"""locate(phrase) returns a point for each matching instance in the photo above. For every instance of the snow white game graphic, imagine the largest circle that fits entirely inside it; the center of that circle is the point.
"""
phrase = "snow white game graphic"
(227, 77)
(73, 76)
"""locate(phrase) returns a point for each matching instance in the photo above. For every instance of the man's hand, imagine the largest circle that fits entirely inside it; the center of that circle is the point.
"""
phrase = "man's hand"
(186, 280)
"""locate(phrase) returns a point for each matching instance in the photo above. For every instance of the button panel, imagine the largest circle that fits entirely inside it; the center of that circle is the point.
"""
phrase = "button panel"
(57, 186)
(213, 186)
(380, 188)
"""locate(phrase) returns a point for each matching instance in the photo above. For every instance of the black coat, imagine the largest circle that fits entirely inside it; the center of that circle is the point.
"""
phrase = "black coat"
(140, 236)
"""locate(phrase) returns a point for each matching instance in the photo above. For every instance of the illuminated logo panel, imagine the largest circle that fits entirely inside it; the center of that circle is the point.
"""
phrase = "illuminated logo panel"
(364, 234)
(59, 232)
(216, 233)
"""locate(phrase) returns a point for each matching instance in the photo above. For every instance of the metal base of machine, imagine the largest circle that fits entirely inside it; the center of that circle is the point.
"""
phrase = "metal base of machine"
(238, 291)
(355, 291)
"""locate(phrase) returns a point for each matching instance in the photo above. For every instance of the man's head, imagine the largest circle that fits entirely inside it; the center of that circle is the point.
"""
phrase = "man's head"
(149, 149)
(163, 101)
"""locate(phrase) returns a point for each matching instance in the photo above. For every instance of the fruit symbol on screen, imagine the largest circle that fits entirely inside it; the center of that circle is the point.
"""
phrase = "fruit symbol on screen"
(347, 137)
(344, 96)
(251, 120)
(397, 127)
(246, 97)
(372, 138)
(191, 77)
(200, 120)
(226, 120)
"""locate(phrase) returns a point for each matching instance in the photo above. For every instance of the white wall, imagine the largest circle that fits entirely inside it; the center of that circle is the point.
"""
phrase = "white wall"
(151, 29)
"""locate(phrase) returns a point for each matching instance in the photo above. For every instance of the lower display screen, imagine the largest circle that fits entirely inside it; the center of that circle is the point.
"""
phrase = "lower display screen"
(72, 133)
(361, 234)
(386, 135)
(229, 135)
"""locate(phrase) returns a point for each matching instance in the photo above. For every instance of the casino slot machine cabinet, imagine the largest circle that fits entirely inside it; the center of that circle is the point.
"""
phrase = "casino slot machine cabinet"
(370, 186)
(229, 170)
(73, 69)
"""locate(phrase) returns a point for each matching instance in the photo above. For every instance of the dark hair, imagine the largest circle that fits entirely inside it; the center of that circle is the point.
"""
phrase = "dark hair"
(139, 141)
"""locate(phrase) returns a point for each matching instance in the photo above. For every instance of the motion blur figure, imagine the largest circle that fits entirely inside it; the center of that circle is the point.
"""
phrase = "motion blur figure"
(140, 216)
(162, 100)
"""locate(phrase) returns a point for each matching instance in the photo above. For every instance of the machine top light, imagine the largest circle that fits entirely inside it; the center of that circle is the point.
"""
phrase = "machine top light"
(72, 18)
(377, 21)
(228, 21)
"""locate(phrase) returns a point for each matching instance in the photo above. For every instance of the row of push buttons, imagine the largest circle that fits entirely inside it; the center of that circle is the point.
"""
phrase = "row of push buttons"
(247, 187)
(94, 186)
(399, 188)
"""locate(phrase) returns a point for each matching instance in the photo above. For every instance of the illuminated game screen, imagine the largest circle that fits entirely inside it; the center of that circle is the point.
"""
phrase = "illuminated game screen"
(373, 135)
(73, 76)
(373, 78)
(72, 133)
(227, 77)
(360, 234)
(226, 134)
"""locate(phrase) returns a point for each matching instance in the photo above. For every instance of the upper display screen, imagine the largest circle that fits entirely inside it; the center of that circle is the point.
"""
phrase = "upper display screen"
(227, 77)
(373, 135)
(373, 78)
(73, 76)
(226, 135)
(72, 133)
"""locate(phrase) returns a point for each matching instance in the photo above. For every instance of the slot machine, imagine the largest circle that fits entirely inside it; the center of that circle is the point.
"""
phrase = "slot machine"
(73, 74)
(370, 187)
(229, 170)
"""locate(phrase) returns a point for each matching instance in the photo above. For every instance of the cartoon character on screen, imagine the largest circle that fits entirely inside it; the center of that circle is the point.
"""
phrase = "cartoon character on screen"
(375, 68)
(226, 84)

ASSIGNMENT: Each record above should be given again exactly as it appears.

WRITTEN ANSWER:
"""locate(phrase) returns a point for each matching instance in the photo above. For every instance of the snow white game graphic, imagine the largest circle that fits entirely inside it; the center of that circle is the point.
"""
phrase = "snow white game graphic"
(227, 77)
(73, 76)
"""locate(phrase) returns a point for each matching instance in the photo above. For every instance of the man's hand, imagine the largest circle that fits entirely inside it; the center of that circle is the point.
"""
phrase = "man's hand"
(186, 280)
"""locate(phrase) returns a point for each matching instance in the photo above. For every instance of the button panel, imagine the largest circle that fits entirely inside it; the center of that circle is the point.
"""
phrase = "button panel"
(57, 186)
(213, 186)
(380, 188)
"""locate(phrase) returns a point for each matching instance in the photo above. For every instance of the black coat, imagine the largest circle that fits entirely inside it; the center of that circle is the point.
"""
phrase = "black coat"
(140, 236)
"""locate(phrase) returns a point for each matching instance in the photo above. For every instance of the illuminated logo panel, imagine the largest circle that fits entirely inside it; the center of that circle is the point.
"""
phrase = "illuminated logo panel"
(364, 234)
(59, 232)
(216, 233)
"""locate(phrase) returns a point for each matching instance in the photo above. For every instance of the metal base of machine, imagine the largest circle that fits entirely inside it; the center of that circle is the point.
"""
phrase = "metal base of machine"
(238, 291)
(355, 291)
"""locate(phrase) returns a point for each matching instance in the photo above. For every instance of the man's head, imagine the largest circle that fits entirely inside it; the center of that circle is the point.
"""
phrase = "man's head"
(149, 149)
(163, 101)
"""locate(phrase) returns a point for each matching instance in the photo above. For every instance of the fruit symbol on screen, imagine the largest circle that fits entirely inside it; the center of that circle is the point.
"""
phrase = "fruit symbol on screen"
(347, 137)
(344, 96)
(251, 120)
(397, 127)
(246, 97)
(372, 138)
(191, 77)
(200, 120)
(226, 120)
"""locate(phrase) returns a point for each matching instance in the photo above. For every instance of the white wall, imagine the largest circle that fits entirely inside it; the center of that circle is the point.
"""
phrase = "white wall"
(151, 29)
"""locate(phrase) returns a point for each matching instance in the photo above. For every instance of the lower display screen, imagine the largest circle that fits entirely inside it; the center of that circle is the point.
"""
phrase = "lower display screen"
(72, 133)
(361, 234)
(386, 135)
(229, 135)
"""locate(phrase) returns a point for each matching instance in the photo above. For every instance of the casino slot machine cabinet, imagine the largest circle that fits entirely inside it; the center of that circle is the point.
"""
phrase = "casino slot machine cabinet"
(370, 186)
(229, 170)
(73, 69)
"""locate(phrase) returns a point for each matching instance in the photo above. For every instance of the dark hair, imagine the largest circle that fits entirely inside it; the center of that circle is the point.
"""
phrase = "dark hair"
(139, 141)
"""locate(phrase) returns a point for each matching instance in the photo above. For every instance of the motion blur figure, imagine the largest circle that fits entirely inside it; the center of that circle is the point.
"""
phrase = "motion blur figure"
(140, 216)
(162, 100)
"""locate(phrase) returns a point for each matching instance in the photo above. For every instance of the machine top light, imagine the largest circle that fits entirely inside it; the center of that circle is the point.
"""
phrase = "machine top light"
(72, 18)
(377, 21)
(228, 21)
"""locate(phrase) returns a point for each matching instance in the photo above. For every instance of the row of push buttons, imagine the largest circle that fits entirely inside it; the center of that circle is the point.
"""
phrase = "row of push buttons"
(247, 187)
(94, 186)
(399, 188)
"""locate(phrase) returns a point for each matching instance in the photo above. For every instance of the illuminated game screen, imagine the largest circle that fits entirely inside it; the center of that circle is the point.
"""
phrase = "illuminated game screen"
(373, 135)
(73, 76)
(373, 78)
(72, 133)
(227, 77)
(360, 234)
(226, 134)
"""locate(phrase) returns a point for each matching instance in the photo above. For every instance of the upper display screen, imagine the largest circle that fits entirely inside it; the center of that circle is the point.
"""
phrase = "upper display screen"
(227, 77)
(373, 135)
(373, 78)
(73, 76)
(226, 135)
(72, 133)
"""locate(phrase) returns a point for each matching instance in the photo above. For every instance of the slot machine, imagine the largest circle that fits entirely inside it; the center of that circle is the point.
"""
phrase = "slot machine"
(73, 74)
(370, 187)
(229, 170)
"""locate(phrase) returns a point for each matching instance in the photo above. For every instance of the cartoon character on screen, imagine the largest circle that fits entirely inside it; the center of that circle is the point.
"""
phrase = "cartoon character on screen"
(375, 68)
(226, 84)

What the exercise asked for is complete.